Vielen Dank, Frau Präsidentin. Liebe Gäste am Livestream! Liebe Abgeordnete! Ich habe das Gefühl, wir haben uns jetzt ein bisschen in den Details verhakt. Ich möchte noch einmal einen Schritt zurückgehen, etwas grundsätzlicher werden und fragen: Warum muss sich eigentlich etwas ändern?

Wir diskutieren in Brandenburg seit Jahren die Frage, wie wir die Arbeitsgerichte fit für die Zukunft machen können. Für diese Diskussion gibt es gute Gründe. Der wichtigste wurde schon genannt: Seit Jahren müssen immer weniger Menschen vor ein Arbeitsgericht ziehen, und das ist gut so. Die Zahl der Fälle ist dramatisch gesunken, und sie wird absehbar nie wieder auf das Niveau steigen, wie es vor 30 Jahren war. Damit ist auch der Bedarf an Richterinnen und Richtern, Mitarbeiterinnen und Mitarbeitern in dem Bereich gesunken. Eberswalde wurde genannt: Dort gibt es mittlerweile so wenige Klagen, dass wir rein rechnerisch weniger als eine Arbeitskraft im gehobenen Dienst brauchen. Das allein ist Grund genug, zu fragen, ob es so weitergehen kann. Können wir an diese Standorte wirklich mehr Personal schicken, als dort rechnerisch gebraucht wird?

Damit sind wir schon beim zweiten Grund. Es geht bei dieser Diskussion nicht nur ums Geld, es geht auch um Gerechtigkeit. Sie müssen wissen: Im Vergleich zu den Sozialgerichten oder den Verwaltungsgerichten werden an Arbeitsgerichten pro Richterin oder Richter deutlich weniger Fälle verhandelt. Warum sollten wir also, wenn wir die Justiz stärken wollen, ausgerechnet die Arbeitsgerichte über Gebühr ausstatten? Dass auch in dieser Krise schon wieder das Gerücht gestreut wird, an den Arbeitsgerichten hätten die Richter so wenig zu tun, dass sie am Nachmittag Golf spielen - das ist ein böses Gerücht, das stimmt nicht ‑, zeigt, wie vergiftet die Stimmung zwischen den Zweigen der Justiz ist, und das können wir nicht hinnehmen. Es geht hier also auch um eine gerechte Verteilung der Arbeit innerhalb der Justiz.

Bereitgestellte Angaben:
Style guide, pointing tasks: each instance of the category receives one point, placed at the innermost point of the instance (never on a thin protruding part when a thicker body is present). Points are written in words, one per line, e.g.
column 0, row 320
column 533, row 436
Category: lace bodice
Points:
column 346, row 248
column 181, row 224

Schriftliche Aufgabe A: Schreiben Sie aus der Rede über die Arbeitsgerichte einen Abschnitt wortgetreu ab. Setzen Sie bei den Worten „Damit sind wir“ ein, und schließen Sie nach „innerhalb der Justiz.“.
Schriftliche Aufgabe B:
Prüfen Sie anhand der Rede über die Arbeitsgerichte, ob die folgenden Aussagen zutreffen. Antworten Sie jeweils mit Ja oder Nein, und zitieren Sie die entscheidenden Worte wörtlich.
(i) Die Zahl der Fälle an den Arbeitsgerichten ist gesunken.
(ii) An Arbeitsgerichten werden pro Richterin oder Richter mehr Fälle verhandelt als an Sozialgerichten.
(iii) Das Gerücht, die Richter an den Arbeitsgerichten spielten am Nachmittag Golf, wird in der Rede als zutreffend bezeichnet.
Schriftliche Aufgabe C:
Beantworten Sie anhand der Rede über die Arbeitsgerichte diese Fragen:
(i) In welchem Bundesland wird seit Jahren über die Zukunft der Arbeitsgerichte diskutiert?
(ii) Welcher Standort wird als Beispiel für besonders wenige Klagen genannt?
(iii) Worum geht es beim zweiten Grund außer ums Geld?

Schriftliche Antwort A:
Damit sind wir schon beim zweiten Grund. Es geht bei dieser Diskussion nicht nur ums Geld, es geht auch um Gerechtigkeit. Sie müssen wissen: Im Vergleich zu den Sozialgerichten oder den Verwaltungsgerichten werden an Arbeitsgerichten pro Richterin oder Richter deutlich weniger Fälle verhandelt. Warum sollten wir also, wenn wir die Justiz stärken wollen, ausgerechnet die Arbeitsgerichte über Gebühr ausstatten? Dass auch in dieser Krise schon wieder das Gerücht gestreut wird, an den Arbeitsgerichten hätten die Richter so wenig zu tun, dass sie am Nachmittag Golf spielen - das ist ein böses Gerücht, das stimmt nicht ‑, zeigt, wie vergiftet die Stimmung zwischen den Zweigen der Justiz ist, und das können wir nicht hinnehmen. Es geht hier also auch um eine gerechte Verteilung der Arbeit innerhalb der Justiz.

Schriftliche Antwort B:
(i) Ja: „Die Zahl der Fälle ist dramatisch gesunken“
(ii) Nein: „werden an Arbeitsgerichten pro Richterin oder Richter deutlich weniger Fälle verhandelt“
(iii) Nein: „das ist ein böses Gerücht, das stimmt nicht“

Schriftliche Antwort C:
(i) In Brandenburg.
(ii) Eberswalde.
(iii) Um Gerechtigkeit.